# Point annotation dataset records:
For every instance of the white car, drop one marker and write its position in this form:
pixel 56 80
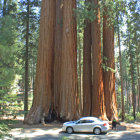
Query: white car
pixel 86 124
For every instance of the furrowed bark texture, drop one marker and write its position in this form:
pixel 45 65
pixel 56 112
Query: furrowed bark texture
pixel 69 88
pixel 109 76
pixel 98 107
pixel 57 57
pixel 87 71
pixel 43 86
pixel 121 74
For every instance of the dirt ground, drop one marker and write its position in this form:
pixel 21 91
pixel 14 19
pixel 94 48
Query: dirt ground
pixel 53 131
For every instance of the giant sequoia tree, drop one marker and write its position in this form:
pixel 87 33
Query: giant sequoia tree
pixel 98 107
pixel 87 69
pixel 43 87
pixel 109 75
pixel 69 87
pixel 56 77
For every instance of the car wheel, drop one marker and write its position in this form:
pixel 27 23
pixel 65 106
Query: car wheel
pixel 69 130
pixel 97 131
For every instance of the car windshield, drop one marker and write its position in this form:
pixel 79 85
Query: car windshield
pixel 99 120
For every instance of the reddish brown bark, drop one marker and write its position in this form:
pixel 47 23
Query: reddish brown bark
pixel 98 107
pixel 87 70
pixel 121 74
pixel 109 76
pixel 43 85
pixel 69 88
pixel 57 57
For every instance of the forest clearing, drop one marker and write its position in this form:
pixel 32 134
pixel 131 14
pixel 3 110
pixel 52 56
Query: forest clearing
pixel 61 60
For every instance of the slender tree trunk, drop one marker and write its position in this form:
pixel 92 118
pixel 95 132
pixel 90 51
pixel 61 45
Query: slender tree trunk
pixel 69 87
pixel 26 61
pixel 42 101
pixel 109 75
pixel 87 70
pixel 98 107
pixel 57 56
pixel 121 75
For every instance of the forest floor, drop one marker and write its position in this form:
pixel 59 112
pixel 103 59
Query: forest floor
pixel 53 131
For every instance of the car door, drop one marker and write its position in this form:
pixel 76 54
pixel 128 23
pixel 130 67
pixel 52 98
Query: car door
pixel 84 126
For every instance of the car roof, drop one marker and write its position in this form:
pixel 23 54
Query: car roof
pixel 88 118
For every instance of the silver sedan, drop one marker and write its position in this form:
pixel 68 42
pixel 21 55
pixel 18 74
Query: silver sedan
pixel 86 124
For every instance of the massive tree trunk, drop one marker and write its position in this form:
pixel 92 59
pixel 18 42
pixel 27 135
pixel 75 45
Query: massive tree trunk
pixel 121 74
pixel 87 70
pixel 98 107
pixel 57 57
pixel 27 61
pixel 133 83
pixel 43 86
pixel 4 8
pixel 109 75
pixel 69 88
pixel 138 71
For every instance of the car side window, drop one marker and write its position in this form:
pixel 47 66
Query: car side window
pixel 86 121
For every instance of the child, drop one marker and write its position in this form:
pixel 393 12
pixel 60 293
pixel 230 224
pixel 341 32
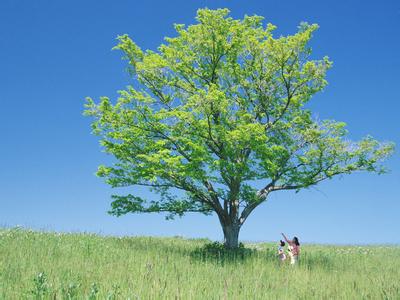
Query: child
pixel 293 248
pixel 281 253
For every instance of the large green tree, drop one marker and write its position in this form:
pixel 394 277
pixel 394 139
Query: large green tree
pixel 217 109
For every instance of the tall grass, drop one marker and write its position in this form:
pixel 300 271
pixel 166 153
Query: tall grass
pixel 39 265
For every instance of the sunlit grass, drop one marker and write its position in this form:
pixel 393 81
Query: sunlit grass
pixel 39 265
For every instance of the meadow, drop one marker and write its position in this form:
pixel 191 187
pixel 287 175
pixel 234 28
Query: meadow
pixel 44 265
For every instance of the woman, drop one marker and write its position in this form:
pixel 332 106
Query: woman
pixel 294 249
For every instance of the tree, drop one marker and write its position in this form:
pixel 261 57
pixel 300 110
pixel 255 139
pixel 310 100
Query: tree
pixel 217 109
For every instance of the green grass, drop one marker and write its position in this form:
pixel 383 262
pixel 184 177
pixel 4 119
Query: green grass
pixel 39 265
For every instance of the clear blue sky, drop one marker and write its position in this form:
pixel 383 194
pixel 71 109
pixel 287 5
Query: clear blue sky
pixel 55 53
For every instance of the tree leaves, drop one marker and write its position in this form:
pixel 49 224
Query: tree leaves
pixel 214 109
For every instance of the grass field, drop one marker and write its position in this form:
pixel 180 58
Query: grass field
pixel 39 265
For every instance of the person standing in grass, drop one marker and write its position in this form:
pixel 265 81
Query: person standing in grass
pixel 293 248
pixel 281 252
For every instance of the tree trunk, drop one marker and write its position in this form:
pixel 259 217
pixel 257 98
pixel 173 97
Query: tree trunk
pixel 231 236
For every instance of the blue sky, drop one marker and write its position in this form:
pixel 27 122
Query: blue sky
pixel 55 53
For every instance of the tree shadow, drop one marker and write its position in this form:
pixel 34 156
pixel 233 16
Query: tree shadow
pixel 217 253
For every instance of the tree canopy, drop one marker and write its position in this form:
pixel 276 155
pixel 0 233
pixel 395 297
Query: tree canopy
pixel 216 108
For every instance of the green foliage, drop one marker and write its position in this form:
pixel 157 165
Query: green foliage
pixel 216 107
pixel 169 268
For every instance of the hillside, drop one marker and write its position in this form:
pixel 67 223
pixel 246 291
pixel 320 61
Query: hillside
pixel 39 265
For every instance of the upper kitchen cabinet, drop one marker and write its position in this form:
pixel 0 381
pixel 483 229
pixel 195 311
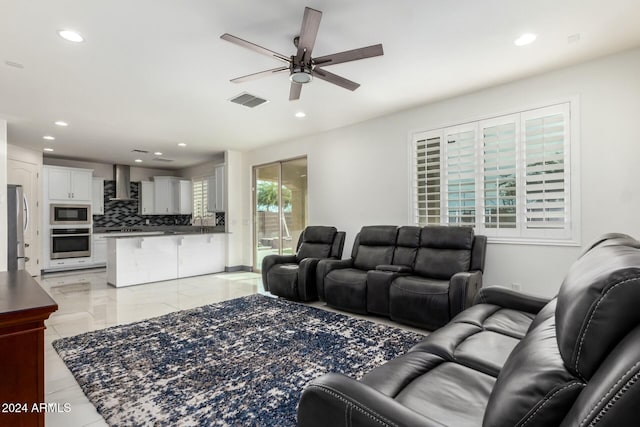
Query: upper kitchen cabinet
pixel 215 188
pixel 172 196
pixel 97 196
pixel 68 184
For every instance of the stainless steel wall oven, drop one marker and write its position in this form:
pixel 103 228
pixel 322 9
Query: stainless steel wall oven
pixel 70 243
pixel 62 214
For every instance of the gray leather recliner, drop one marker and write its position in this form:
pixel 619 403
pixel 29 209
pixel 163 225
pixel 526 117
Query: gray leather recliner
pixel 294 276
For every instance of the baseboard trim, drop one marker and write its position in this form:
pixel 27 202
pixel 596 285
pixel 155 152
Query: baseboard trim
pixel 235 268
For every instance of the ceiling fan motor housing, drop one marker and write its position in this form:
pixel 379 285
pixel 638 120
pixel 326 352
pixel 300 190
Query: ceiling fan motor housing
pixel 300 74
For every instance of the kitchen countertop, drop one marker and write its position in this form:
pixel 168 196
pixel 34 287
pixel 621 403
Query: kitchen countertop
pixel 163 230
pixel 133 235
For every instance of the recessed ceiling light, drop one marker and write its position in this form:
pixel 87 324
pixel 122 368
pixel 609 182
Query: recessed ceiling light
pixel 71 36
pixel 525 39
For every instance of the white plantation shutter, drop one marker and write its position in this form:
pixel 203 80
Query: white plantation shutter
pixel 546 170
pixel 499 174
pixel 199 198
pixel 509 176
pixel 427 178
pixel 460 175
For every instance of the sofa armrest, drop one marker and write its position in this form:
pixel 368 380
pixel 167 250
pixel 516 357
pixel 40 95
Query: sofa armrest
pixel 463 288
pixel 269 261
pixel 324 267
pixel 395 268
pixel 337 400
pixel 508 298
pixel 307 290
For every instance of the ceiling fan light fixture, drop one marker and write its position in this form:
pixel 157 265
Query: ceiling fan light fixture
pixel 300 75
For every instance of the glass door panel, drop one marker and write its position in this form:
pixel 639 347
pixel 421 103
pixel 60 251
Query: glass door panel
pixel 294 203
pixel 280 208
pixel 266 213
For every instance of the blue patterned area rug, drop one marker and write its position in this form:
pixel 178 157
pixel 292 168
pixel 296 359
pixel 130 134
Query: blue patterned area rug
pixel 239 362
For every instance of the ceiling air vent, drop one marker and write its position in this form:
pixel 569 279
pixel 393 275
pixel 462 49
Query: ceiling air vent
pixel 248 100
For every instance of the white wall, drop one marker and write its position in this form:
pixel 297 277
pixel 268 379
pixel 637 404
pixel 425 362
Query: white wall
pixel 105 170
pixel 359 175
pixel 203 169
pixel 3 195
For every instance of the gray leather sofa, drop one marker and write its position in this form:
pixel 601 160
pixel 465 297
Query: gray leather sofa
pixel 422 276
pixel 511 360
pixel 294 276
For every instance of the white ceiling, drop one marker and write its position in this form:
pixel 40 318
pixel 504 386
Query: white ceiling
pixel 153 73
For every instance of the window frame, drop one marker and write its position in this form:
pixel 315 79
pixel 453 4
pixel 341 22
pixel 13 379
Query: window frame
pixel 207 218
pixel 570 234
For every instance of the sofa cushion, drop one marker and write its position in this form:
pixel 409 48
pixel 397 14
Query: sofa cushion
pixel 533 388
pixel 441 263
pixel 598 304
pixel 419 301
pixel 443 237
pixel 441 393
pixel 316 242
pixel 407 245
pixel 346 288
pixel 482 342
pixel 378 235
pixel 284 280
pixel 313 250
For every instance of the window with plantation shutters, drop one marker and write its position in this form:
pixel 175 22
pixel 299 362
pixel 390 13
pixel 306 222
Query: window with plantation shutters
pixel 200 193
pixel 508 176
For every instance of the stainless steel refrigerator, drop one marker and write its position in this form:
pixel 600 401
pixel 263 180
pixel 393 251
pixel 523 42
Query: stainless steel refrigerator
pixel 16 225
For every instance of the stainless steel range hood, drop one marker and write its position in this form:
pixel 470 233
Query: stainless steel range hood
pixel 122 173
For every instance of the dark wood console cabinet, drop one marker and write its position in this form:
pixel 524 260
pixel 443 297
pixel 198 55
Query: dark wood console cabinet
pixel 24 306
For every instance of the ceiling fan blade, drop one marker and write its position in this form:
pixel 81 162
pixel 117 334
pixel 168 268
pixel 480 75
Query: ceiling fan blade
pixel 335 79
pixel 294 92
pixel 259 75
pixel 254 47
pixel 349 55
pixel 308 33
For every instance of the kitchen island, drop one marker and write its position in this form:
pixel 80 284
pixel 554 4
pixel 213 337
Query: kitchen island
pixel 134 259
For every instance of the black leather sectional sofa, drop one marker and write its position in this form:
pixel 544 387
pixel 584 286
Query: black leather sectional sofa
pixel 422 276
pixel 511 360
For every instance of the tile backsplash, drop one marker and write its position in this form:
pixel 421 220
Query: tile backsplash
pixel 124 213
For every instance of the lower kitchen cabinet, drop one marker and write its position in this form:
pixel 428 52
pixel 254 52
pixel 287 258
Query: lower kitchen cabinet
pixel 99 249
pixel 201 254
pixel 134 260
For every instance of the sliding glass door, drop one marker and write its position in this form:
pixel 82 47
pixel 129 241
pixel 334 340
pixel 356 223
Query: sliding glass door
pixel 280 207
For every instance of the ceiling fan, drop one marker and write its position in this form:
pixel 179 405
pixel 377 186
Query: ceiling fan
pixel 301 66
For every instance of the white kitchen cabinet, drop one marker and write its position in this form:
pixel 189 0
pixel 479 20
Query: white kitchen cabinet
pixel 166 195
pixel 68 183
pixel 147 198
pixel 97 196
pixel 185 197
pixel 201 254
pixel 142 259
pixel 99 249
pixel 216 190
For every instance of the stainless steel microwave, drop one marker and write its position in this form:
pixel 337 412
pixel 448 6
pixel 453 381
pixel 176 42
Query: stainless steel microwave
pixel 62 214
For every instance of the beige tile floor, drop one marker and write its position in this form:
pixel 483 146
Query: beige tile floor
pixel 86 303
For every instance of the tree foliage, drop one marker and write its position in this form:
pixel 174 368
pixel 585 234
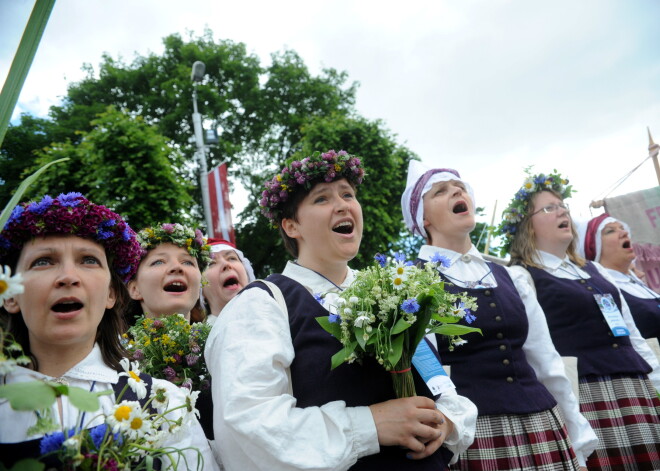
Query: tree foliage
pixel 124 163
pixel 386 163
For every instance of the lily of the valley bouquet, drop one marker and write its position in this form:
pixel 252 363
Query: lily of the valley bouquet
pixel 171 348
pixel 132 435
pixel 388 310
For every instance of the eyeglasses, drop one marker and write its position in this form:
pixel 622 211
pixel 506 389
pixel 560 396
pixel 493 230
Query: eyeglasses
pixel 551 208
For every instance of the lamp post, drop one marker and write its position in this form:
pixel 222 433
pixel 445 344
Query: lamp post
pixel 196 76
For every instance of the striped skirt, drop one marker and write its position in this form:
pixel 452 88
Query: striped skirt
pixel 536 441
pixel 624 411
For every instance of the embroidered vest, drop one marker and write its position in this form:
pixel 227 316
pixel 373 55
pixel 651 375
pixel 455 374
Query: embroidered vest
pixel 315 384
pixel 577 325
pixel 491 369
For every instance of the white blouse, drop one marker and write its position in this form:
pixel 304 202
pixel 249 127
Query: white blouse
pixel 538 347
pixel 256 422
pixel 564 268
pixel 631 284
pixel 92 370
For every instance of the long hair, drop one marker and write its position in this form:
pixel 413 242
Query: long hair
pixel 523 246
pixel 108 332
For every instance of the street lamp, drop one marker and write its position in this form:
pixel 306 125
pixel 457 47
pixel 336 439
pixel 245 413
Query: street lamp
pixel 196 76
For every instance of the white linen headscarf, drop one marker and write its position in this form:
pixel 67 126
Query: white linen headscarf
pixel 420 180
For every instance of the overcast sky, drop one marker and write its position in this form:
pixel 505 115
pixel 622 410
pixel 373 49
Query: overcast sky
pixel 487 87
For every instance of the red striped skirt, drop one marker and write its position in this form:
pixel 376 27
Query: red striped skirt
pixel 537 441
pixel 624 411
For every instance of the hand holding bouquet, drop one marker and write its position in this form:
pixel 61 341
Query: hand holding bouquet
pixel 389 309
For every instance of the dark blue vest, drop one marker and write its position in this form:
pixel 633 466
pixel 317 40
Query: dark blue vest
pixel 492 369
pixel 646 312
pixel 315 384
pixel 577 325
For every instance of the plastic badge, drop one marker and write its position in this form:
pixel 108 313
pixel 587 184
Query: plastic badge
pixel 428 365
pixel 612 314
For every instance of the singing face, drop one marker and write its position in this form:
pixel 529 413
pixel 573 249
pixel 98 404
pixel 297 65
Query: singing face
pixel 67 289
pixel 448 210
pixel 329 224
pixel 226 276
pixel 167 282
pixel 616 247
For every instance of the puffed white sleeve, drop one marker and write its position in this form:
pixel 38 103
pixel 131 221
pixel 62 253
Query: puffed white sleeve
pixel 463 414
pixel 197 453
pixel 257 425
pixel 549 368
pixel 636 339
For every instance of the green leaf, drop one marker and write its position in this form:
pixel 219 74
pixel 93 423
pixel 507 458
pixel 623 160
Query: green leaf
pixel 29 396
pixel 21 189
pixel 397 349
pixel 400 326
pixel 330 327
pixel 342 355
pixel 28 464
pixel 454 329
pixel 84 400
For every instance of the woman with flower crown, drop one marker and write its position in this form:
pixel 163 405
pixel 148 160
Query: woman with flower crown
pixel 588 319
pixel 278 405
pixel 607 240
pixel 169 277
pixel 512 373
pixel 74 257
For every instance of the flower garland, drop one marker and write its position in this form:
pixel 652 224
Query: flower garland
pixel 516 212
pixel 326 167
pixel 182 236
pixel 72 213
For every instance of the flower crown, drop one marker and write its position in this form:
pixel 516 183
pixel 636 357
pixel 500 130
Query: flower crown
pixel 182 236
pixel 73 214
pixel 304 173
pixel 516 212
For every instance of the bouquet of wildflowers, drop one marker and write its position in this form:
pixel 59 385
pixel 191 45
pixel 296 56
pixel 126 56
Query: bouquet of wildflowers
pixel 389 309
pixel 171 348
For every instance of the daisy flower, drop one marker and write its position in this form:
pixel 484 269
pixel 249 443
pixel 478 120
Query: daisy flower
pixel 132 372
pixel 9 285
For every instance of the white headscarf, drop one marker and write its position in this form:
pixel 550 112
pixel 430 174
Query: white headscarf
pixel 420 180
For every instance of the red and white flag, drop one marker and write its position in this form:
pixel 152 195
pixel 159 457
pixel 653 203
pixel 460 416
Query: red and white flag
pixel 220 205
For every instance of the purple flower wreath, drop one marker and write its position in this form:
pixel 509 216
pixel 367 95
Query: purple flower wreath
pixel 73 214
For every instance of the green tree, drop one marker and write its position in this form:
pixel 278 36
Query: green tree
pixel 17 154
pixel 386 163
pixel 123 163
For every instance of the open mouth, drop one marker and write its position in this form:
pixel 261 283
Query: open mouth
pixel 175 287
pixel 460 207
pixel 345 227
pixel 67 306
pixel 230 282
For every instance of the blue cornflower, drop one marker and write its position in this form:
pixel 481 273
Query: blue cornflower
pixel 441 260
pixel 381 259
pixel 101 231
pixel 41 206
pixel 53 441
pixel 16 214
pixel 70 199
pixel 410 306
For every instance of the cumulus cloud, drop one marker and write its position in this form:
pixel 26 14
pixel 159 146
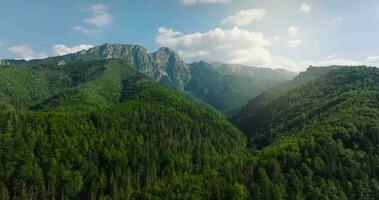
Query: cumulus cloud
pixel 193 2
pixel 100 16
pixel 294 43
pixel 61 49
pixel 245 17
pixel 26 52
pixel 332 23
pixel 293 30
pixel 241 46
pixel 230 45
pixel 305 7
pixel 85 30
pixel 99 19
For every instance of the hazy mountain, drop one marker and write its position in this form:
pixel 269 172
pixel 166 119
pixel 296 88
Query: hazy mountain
pixel 228 91
pixel 225 87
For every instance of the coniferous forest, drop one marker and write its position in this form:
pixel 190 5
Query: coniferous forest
pixel 93 128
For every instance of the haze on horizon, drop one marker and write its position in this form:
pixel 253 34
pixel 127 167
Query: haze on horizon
pixel 290 34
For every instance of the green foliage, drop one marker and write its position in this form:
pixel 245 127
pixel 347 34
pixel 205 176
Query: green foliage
pixel 227 92
pixel 155 145
pixel 317 141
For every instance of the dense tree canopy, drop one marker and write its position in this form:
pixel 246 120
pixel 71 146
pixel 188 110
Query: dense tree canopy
pixel 101 130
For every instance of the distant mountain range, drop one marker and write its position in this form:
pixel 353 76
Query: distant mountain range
pixel 117 122
pixel 223 86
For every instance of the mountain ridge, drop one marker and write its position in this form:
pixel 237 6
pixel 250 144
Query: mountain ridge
pixel 166 67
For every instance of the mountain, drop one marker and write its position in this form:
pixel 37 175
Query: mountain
pixel 99 129
pixel 164 65
pixel 228 91
pixel 318 140
pixel 235 84
pixel 254 72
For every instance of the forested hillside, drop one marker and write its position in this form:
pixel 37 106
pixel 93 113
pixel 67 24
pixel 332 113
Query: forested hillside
pixel 152 144
pixel 102 129
pixel 225 87
pixel 229 89
pixel 317 141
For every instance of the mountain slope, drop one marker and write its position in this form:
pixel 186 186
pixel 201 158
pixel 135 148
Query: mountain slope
pixel 164 65
pixel 235 84
pixel 318 140
pixel 151 143
pixel 225 92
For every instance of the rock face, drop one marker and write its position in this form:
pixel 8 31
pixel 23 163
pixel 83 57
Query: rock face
pixel 164 65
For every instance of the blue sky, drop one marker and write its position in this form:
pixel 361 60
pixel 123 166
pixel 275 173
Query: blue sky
pixel 288 34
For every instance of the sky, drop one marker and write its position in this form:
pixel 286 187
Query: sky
pixel 290 34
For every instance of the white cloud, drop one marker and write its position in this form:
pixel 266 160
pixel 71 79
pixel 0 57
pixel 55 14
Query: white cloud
pixel 332 23
pixel 231 45
pixel 61 49
pixel 26 52
pixel 99 20
pixel 85 31
pixel 100 16
pixel 293 30
pixel 305 7
pixel 241 46
pixel 193 2
pixel 294 43
pixel 245 17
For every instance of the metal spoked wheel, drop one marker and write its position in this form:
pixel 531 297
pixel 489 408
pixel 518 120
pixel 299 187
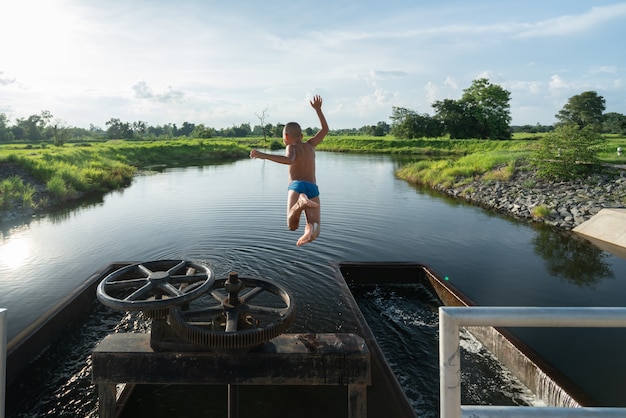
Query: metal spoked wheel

# TASK DESCRIPTION:
Pictures excluded, copy exactly the lines running from the one with "For every instance of the forested" through the last line of the material.

# RESPONSE FOR THIS EXERCISE:
For every instance of the forested hillside, drop one marker and write its position in this form:
pixel 37 106
pixel 93 113
pixel 67 24
pixel 332 113
Query: forested hillside
pixel 152 144
pixel 102 129
pixel 225 87
pixel 229 89
pixel 317 141
For every instance of the mountain slope, drop one marker and write its position in this form:
pixel 186 186
pixel 201 158
pixel 135 148
Query: mountain slope
pixel 164 65
pixel 235 84
pixel 318 140
pixel 151 143
pixel 225 92
For every instance of the rock face, drop one marker and write its position in this form:
pixel 8 31
pixel 23 163
pixel 83 57
Query: rock face
pixel 164 65
For every instance of the blue sky, drop one marker and write its position in this form:
pixel 361 60
pixel 123 166
pixel 275 173
Query: blue sky
pixel 288 34
For every instance of the sky, drop one marker and write its position in this form:
pixel 286 187
Query: sky
pixel 290 34
For every instance of the white cloud, drop one marker and write its position in this form:
pixel 266 160
pixel 71 79
pixel 0 57
pixel 55 14
Query: white cloud
pixel 332 23
pixel 231 45
pixel 61 49
pixel 26 52
pixel 99 20
pixel 85 31
pixel 100 16
pixel 293 30
pixel 305 7
pixel 241 46
pixel 193 2
pixel 294 43
pixel 245 17
For every instance of the metal spoked wheel, drop one marker and write its position in this form:
pixel 531 297
pixel 489 408
pixel 518 120
pixel 299 187
Query: metal spoked wheel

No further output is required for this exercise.